Stated problem: Extract the complete data exactly as given.

Raw data:

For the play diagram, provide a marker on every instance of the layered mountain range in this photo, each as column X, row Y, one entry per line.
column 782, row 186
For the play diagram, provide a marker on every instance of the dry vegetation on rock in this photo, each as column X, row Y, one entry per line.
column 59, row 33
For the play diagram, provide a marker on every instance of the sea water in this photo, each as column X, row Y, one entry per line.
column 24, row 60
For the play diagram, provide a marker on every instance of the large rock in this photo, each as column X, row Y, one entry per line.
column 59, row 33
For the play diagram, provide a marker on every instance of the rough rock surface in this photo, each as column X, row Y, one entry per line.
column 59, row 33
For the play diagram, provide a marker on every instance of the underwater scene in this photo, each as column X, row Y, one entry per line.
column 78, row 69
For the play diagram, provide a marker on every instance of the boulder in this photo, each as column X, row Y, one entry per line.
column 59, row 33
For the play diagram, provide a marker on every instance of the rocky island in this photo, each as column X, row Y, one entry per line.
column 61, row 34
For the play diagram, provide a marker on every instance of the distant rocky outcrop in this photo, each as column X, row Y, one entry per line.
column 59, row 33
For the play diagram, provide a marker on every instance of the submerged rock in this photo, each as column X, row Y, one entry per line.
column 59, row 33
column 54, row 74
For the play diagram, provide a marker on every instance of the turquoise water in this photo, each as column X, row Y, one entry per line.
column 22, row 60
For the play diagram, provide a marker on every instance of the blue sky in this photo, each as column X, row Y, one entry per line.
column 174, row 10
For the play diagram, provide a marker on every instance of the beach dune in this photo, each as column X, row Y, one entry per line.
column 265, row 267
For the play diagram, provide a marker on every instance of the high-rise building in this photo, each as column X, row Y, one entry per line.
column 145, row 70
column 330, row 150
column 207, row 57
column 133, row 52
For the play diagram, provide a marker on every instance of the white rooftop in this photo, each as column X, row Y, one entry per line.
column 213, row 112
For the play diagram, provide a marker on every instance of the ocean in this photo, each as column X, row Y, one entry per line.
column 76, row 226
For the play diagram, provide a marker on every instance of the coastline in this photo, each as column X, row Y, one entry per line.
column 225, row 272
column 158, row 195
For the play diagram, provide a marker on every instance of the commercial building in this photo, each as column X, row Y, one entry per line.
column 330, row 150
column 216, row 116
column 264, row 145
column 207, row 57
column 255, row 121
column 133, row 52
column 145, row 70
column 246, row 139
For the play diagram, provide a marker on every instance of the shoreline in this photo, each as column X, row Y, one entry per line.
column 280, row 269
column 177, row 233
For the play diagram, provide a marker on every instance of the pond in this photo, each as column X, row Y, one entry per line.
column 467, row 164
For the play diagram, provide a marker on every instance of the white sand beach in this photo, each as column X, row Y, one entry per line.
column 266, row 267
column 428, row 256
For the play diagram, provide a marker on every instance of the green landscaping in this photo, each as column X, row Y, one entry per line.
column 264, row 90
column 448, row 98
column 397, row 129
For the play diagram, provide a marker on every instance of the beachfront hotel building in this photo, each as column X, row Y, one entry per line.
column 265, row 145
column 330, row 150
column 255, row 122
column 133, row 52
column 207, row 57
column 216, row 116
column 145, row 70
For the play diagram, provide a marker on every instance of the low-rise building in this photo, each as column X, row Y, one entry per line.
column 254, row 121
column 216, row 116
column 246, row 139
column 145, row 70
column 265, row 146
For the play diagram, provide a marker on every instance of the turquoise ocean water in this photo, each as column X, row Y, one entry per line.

Solution below:
For the play diagram, provide a marker on every instance of the layered mountain range in this photo, each as column X, row Y, one entry per line.
column 782, row 186
For the play diagram, provide a marker on every instance of the dry vegetation on rock in this photo, each as column X, row Y, one entry per line.
column 59, row 33
For the play diagram, provide a marker on every instance of the sea water in this photo, each as column X, row Y, one entry per line.
column 24, row 60
For the play diagram, provide a marker on every instance of the large rock in this photo, each as column X, row Y, one entry per line.
column 59, row 33
For the play diagram, provide a marker on every instance of the rough rock surface in this photo, each as column X, row Y, one entry per line.
column 59, row 33
For the play diagram, provide a marker on every instance of the underwater scene in this photo, each as column X, row Y, one entry per line.
column 78, row 69
For the play diagram, provide a marker on every instance of the boulder in this photo, each as column X, row Y, one entry per line.
column 59, row 33
For the play diagram, provide a marker on every instance of the rocky island in this photo, each as column X, row Y, one entry per line.
column 61, row 34
For the play diagram, provide a marker on every instance of the distant rocky outcrop in this photo, each as column X, row Y, one entry per line.
column 59, row 33
For the play diagram, provide a marker on every instance of the submerged rock in this photo, each as column X, row Y, one entry per line.
column 59, row 33
column 54, row 74
For the play diagram, provide a marker on every instance of the turquoise water in this photo, each as column X, row Y, one entry per line.
column 22, row 60
For the play diagram, provide a marker on every instance of the blue sky in this photo, each as column X, row Y, one entry per line.
column 174, row 10
For the play diagram, provide a marker on every instance of the beach dune in this photo, each as column X, row Y, one entry per line.
column 265, row 267
For the play diagram, provide a marker on every instance of the high-rise building in this photo, each as column X, row Y, one entry per line.
column 145, row 70
column 330, row 150
column 207, row 57
column 133, row 52
For the play diagram, provide a marker on every instance of the white rooftop in this photo, each as column X, row Y, one entry per line.
column 213, row 112
For the play diagram, provide a marker on every instance of the ocean in this photo, each as column X, row Y, one entry per line.
column 76, row 226
For the play diagram, provide a marker on every instance of the coastline in this photo, each as column X, row Y, one entry per line.
column 225, row 272
column 158, row 195
For the play diagram, provide a marker on every instance of the commercial building in this photo, each as column X, row Y, one entry per line.
column 330, row 150
column 216, row 116
column 264, row 145
column 207, row 57
column 255, row 121
column 133, row 52
column 145, row 70
column 246, row 139
For the play diagram, provide a marker on every instance of the shoreline in this photo, each as column X, row Y, one entry per line.
column 280, row 269
column 177, row 233
For the play diagram, provide a marker on every instance of the pond in this photo, each as column X, row Y, one entry per line.
column 467, row 164
For the play diagram, provide a marker on every instance of the white sand beach in this photo, each as column X, row Y, one entry per line.
column 266, row 267
column 428, row 256
For the play diagram, provide a marker on every instance of the green landscaping in this photo, each as column X, row Y, one entry per line.
column 264, row 90
column 448, row 98
column 397, row 129
For the play diagram, provide a marker on every instance of the beachfront hotel building in this photo, each as column X, row Y, one entry per line.
column 265, row 145
column 330, row 150
column 255, row 122
column 133, row 52
column 207, row 57
column 216, row 116
column 145, row 70
For the play diagram, provide a marker on every instance of the low-rise building in this photo, each as column X, row Y, one entry per line.
column 254, row 121
column 216, row 116
column 246, row 139
column 145, row 70
column 265, row 146
For the play diagram, provide a marker on every instance of the turquoise ocean water in this photo, each as column X, row Y, one entry per line.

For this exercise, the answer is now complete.